■ **Task instructions**: Write out every entry word for word.

╭─ Data to process

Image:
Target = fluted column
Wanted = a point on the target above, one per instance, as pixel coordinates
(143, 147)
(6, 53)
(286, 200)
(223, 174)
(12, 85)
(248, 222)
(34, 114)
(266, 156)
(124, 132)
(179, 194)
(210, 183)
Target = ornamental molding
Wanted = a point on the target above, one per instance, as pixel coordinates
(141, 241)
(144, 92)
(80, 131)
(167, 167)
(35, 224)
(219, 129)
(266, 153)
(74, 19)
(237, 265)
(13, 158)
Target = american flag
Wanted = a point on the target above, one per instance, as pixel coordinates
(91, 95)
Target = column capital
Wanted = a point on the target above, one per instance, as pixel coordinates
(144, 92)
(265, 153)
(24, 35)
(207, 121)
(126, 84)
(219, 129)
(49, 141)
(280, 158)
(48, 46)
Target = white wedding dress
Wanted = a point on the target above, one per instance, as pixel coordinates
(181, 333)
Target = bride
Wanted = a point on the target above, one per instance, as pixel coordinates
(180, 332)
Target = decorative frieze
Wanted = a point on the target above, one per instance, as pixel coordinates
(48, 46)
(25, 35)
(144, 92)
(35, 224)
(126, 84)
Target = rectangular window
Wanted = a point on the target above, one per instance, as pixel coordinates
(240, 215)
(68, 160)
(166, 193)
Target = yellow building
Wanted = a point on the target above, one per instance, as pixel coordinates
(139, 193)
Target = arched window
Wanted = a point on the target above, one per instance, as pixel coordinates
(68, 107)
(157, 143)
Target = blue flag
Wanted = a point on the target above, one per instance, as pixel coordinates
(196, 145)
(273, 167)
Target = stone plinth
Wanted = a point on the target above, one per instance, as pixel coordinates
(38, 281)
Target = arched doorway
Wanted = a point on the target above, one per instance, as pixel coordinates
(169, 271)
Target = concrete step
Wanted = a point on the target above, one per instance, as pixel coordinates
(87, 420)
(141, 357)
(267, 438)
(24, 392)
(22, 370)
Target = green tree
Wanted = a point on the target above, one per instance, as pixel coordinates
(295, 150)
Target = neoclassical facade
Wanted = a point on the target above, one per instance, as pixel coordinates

╰─

■ **Solution to the problem**:
Image:
Target = fluted column
Wanted = a point on the target above, one per instance, as pixel coordinates
(143, 147)
(6, 53)
(286, 200)
(223, 174)
(12, 85)
(248, 222)
(34, 114)
(266, 156)
(124, 132)
(179, 194)
(210, 183)
Target = ornamental molding
Wanted = a point on the target above, one per instance, as pixel coordinates
(141, 241)
(144, 92)
(80, 131)
(167, 167)
(35, 224)
(219, 129)
(266, 153)
(74, 19)
(237, 265)
(13, 158)
Target = american flag
Wanted = a point on the target above, one per instance, as pixel coordinates
(91, 95)
Target = column capital
Wanted = a point on the target above, one per instance, as pixel coordinates
(144, 92)
(265, 153)
(24, 35)
(207, 121)
(126, 84)
(219, 129)
(49, 141)
(280, 158)
(48, 46)
Target = white wedding dress
Wanted = a point on the target above, one per instance, as pixel coordinates
(181, 333)
Target = bride
Wanted = a point on the target above, one per instance, as pixel coordinates
(180, 332)
Target = decorative frieze
Wanted = a point on the target above, one per instance, as pixel coordinates
(48, 46)
(25, 35)
(144, 92)
(35, 224)
(126, 84)
Target = rectangular window
Wanted = a point on the target above, one per instance, as pixel coordinates
(240, 215)
(68, 160)
(166, 193)
Target = yellow building
Wanted = a point on the target above, one per instance, as pixel coordinates
(139, 193)
Target = arched window
Wanted = a point on the target above, one per instance, as pixel coordinates
(68, 107)
(157, 143)
Target = blue flag
Wanted = a point on the target above, one per instance, as pixel coordinates
(196, 145)
(273, 167)
Target = stone plinth
Wanted = a point on the target above, one per instance, as pixel coordinates
(38, 281)
Target = arched doorway
Wanted = a point on the target above, one per instance, as pixel coordinates
(169, 271)
Target = concrete step
Wanted = a point on the target above, one per instance, as pixel coordinates
(87, 420)
(141, 357)
(267, 438)
(24, 392)
(22, 370)
Target = green tree
Wanted = a point on the target above, one per instance, as pixel coordinates
(295, 150)
Target = neoclassical facade
Wanted = a point on the target above, one per instance, as pixel coordinates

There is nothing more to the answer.